== Work order ==
Write out every record below exactly, leaving the pictures out.

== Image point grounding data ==
####################

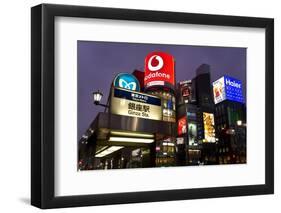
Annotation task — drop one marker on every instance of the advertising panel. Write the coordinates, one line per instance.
(209, 127)
(182, 125)
(126, 81)
(192, 133)
(186, 92)
(159, 70)
(228, 88)
(219, 90)
(135, 104)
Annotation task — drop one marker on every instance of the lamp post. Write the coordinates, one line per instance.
(97, 98)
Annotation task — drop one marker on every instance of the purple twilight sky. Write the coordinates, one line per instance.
(99, 62)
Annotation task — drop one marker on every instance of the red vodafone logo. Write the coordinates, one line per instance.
(159, 69)
(155, 63)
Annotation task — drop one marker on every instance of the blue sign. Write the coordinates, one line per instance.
(233, 89)
(139, 97)
(126, 81)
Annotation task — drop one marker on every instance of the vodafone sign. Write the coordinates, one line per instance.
(159, 70)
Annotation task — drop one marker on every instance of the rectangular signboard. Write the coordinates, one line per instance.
(228, 88)
(135, 104)
(209, 127)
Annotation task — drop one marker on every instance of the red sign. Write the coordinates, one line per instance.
(182, 125)
(159, 69)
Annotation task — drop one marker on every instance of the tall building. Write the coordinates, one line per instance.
(230, 118)
(195, 111)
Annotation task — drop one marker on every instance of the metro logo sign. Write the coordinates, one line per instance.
(159, 70)
(228, 88)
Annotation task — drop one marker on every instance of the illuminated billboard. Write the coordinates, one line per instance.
(192, 133)
(182, 125)
(209, 127)
(159, 70)
(228, 88)
(126, 81)
(135, 104)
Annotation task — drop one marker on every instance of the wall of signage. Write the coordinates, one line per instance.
(126, 81)
(159, 70)
(209, 127)
(228, 88)
(135, 104)
(192, 134)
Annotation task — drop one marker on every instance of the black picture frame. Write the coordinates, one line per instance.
(43, 110)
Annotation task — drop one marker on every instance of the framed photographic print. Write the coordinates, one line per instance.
(140, 106)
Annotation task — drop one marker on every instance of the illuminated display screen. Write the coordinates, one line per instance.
(192, 134)
(209, 127)
(182, 125)
(159, 69)
(126, 81)
(228, 88)
(135, 104)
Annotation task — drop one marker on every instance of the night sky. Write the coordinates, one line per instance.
(99, 62)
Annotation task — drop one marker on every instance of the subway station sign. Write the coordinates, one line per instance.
(135, 104)
(228, 88)
(159, 70)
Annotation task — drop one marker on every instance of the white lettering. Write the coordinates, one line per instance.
(233, 83)
(157, 74)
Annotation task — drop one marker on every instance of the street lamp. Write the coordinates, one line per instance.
(97, 98)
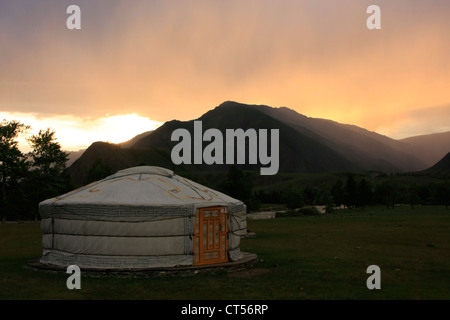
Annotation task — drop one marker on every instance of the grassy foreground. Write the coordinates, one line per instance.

####################

== Solution to the problem ==
Annotation task — drop one marker on every instance of the advertising panel. Write the coordinates, one line per instance.
(209, 127)
(182, 125)
(126, 81)
(192, 133)
(186, 92)
(159, 70)
(228, 88)
(219, 90)
(135, 104)
Annotation task — drop one marker on every instance of the lamp post. Write the coordinates, one line per instance.
(97, 98)
Annotation task — drop one marker on every instance of the purple twilight sky. Write the coordinates, one line per instance.
(99, 62)
Annotation task — drop one marker on every instance of the red vodafone logo. Write the coordinates, one line per instance.
(159, 69)
(155, 63)
Annotation task — drop one marker on every instance of the blue sign. Write the coordinates, one line per instance.
(233, 89)
(139, 97)
(126, 81)
Annotation task — drop one marker on every instance of the vodafone sign. Write the coordinates, one line per instance.
(159, 70)
Annotation task — drop one marker on every instance of the rectangular signboard. Write the coordinates, one line per instance.
(228, 88)
(135, 104)
(209, 127)
Annotation task — drop one marker on every instance of the red sign. Write the coordinates, one line per instance.
(182, 125)
(159, 69)
Annotation task — drop one marker on every instance of the tall building. Write the coordinates, one line per instance.
(230, 118)
(195, 111)
Annotation task — drop one marker on every instance of the metro logo sign. Write the coordinates, one line per instance.
(159, 70)
(228, 88)
Annotation task — drop one marker on every instance of the illuminated billboard. Write the coordinates, one line per instance.
(192, 133)
(182, 125)
(209, 127)
(159, 70)
(228, 88)
(126, 81)
(135, 104)
Annotation task — drop one marker on every instance of the wall of signage. Write the coordinates, one line per instance.
(126, 81)
(159, 70)
(209, 127)
(228, 88)
(135, 104)
(192, 134)
Annotation task — drop one marker on every instance of the black picture frame. Write the coordinates, one line per instance.
(43, 110)
Annotation task — drop one marker on every instance of the framed photographic print. Write the coordinates, one line per instance.
(140, 106)
Annotation task — drop one marker on every instance of the illuminated display screen. Write the coordinates, one line per instance.
(192, 134)
(209, 127)
(182, 125)
(159, 69)
(126, 81)
(228, 88)
(135, 104)
Annotation task — drop one marker on every instance of the night sky. Write the coordinates, one line per instance.
(99, 62)
Annotation task — drop one marker on every instance of the subway station sign. Write the coordinates, one line per instance.
(135, 104)
(228, 88)
(159, 70)
Annotation task — drop one marker on every instance of the white lettering. Write the coordinates, one line per instance.
(233, 83)
(157, 74)
Annotation task — drop one marker on every instance of the street lamp. Write the coordinates, one line per instance.
(97, 98)
Annotation task — drop one marker on every instance of the grassy foreground. Write the coordinates, one line per instance.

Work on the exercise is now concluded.